◆ **What you should do**
Count the lines in the data below that contain the string "sleeve", and reply with only that number.

◆ **Dataset extract**
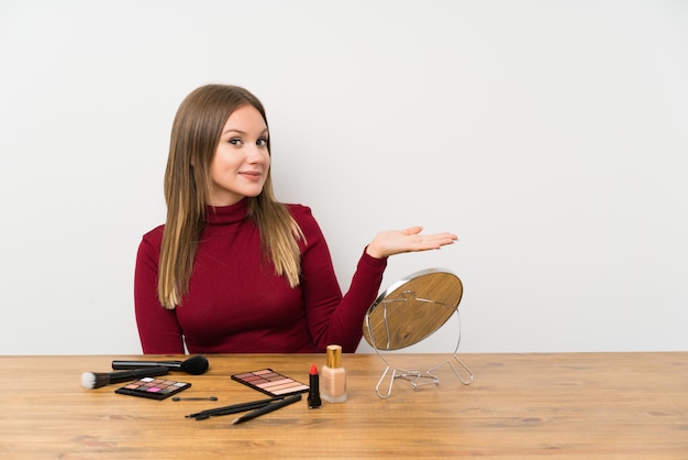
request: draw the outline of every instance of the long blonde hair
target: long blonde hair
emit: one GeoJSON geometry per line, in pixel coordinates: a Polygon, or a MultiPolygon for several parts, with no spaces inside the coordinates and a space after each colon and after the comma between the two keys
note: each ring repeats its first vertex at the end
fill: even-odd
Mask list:
{"type": "MultiPolygon", "coordinates": [[[[211,196],[210,165],[226,120],[244,106],[255,107],[267,127],[263,103],[237,86],[202,86],[189,94],[177,110],[165,172],[167,221],[158,264],[157,295],[165,308],[181,305],[188,294],[211,196]]],[[[269,142],[268,136],[268,152],[269,142]]],[[[301,273],[298,241],[303,233],[286,206],[276,200],[270,172],[271,168],[263,191],[246,198],[248,217],[260,232],[264,258],[273,262],[277,275],[286,276],[289,285],[296,287],[301,273]]]]}

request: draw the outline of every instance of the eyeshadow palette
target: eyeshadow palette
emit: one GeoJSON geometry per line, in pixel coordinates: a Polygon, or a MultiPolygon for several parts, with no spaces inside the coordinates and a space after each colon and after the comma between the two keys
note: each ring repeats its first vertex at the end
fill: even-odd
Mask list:
{"type": "Polygon", "coordinates": [[[121,388],[116,388],[114,393],[147,397],[151,399],[165,399],[166,397],[171,396],[175,393],[179,393],[189,386],[191,386],[191,384],[186,382],[175,382],[174,380],[156,377],[143,377],[129,383],[121,388]]]}
{"type": "Polygon", "coordinates": [[[297,382],[279,372],[275,372],[271,369],[234,374],[232,375],[232,380],[270,396],[289,396],[308,392],[308,385],[297,382]]]}

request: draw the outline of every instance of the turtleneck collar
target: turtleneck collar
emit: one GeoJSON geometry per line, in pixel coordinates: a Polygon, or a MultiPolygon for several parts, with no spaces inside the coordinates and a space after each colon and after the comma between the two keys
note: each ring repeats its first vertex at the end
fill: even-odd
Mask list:
{"type": "Polygon", "coordinates": [[[231,206],[207,206],[206,222],[209,224],[226,224],[240,222],[248,215],[248,200],[242,199],[231,206]]]}

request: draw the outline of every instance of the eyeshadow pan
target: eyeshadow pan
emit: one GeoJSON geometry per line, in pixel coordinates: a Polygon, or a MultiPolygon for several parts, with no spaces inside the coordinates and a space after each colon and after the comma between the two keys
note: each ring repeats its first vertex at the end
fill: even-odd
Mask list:
{"type": "Polygon", "coordinates": [[[260,369],[232,375],[232,380],[270,396],[308,392],[308,386],[271,369],[260,369]]]}
{"type": "Polygon", "coordinates": [[[130,396],[141,396],[151,399],[165,399],[175,393],[179,393],[191,386],[187,382],[176,382],[174,380],[143,377],[131,382],[121,388],[115,390],[118,394],[130,396]]]}

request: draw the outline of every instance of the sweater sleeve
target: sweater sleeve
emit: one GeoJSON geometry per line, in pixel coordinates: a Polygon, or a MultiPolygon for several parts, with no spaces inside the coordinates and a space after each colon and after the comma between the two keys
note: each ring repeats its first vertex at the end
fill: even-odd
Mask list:
{"type": "Polygon", "coordinates": [[[348,292],[342,296],[328,243],[310,208],[291,207],[306,236],[301,259],[301,289],[308,327],[319,351],[337,343],[355,352],[363,336],[363,319],[378,296],[387,259],[363,253],[348,292]]]}
{"type": "Polygon", "coordinates": [[[145,354],[182,354],[182,331],[176,310],[164,308],[157,298],[162,234],[159,227],[145,234],[138,245],[134,272],[136,326],[145,354]]]}

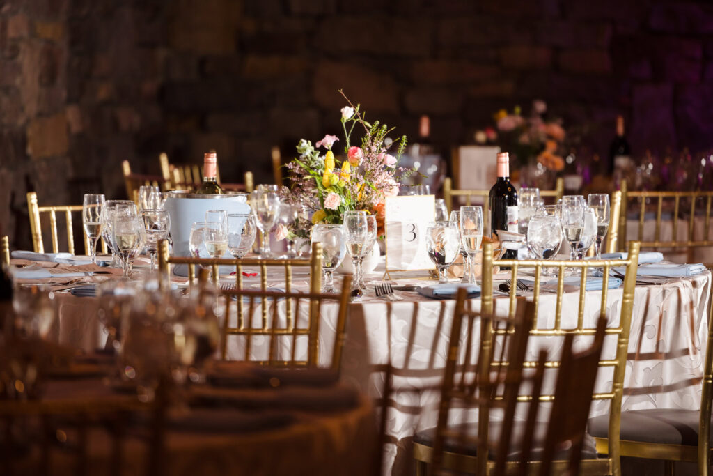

◆ **Reply to the task**
2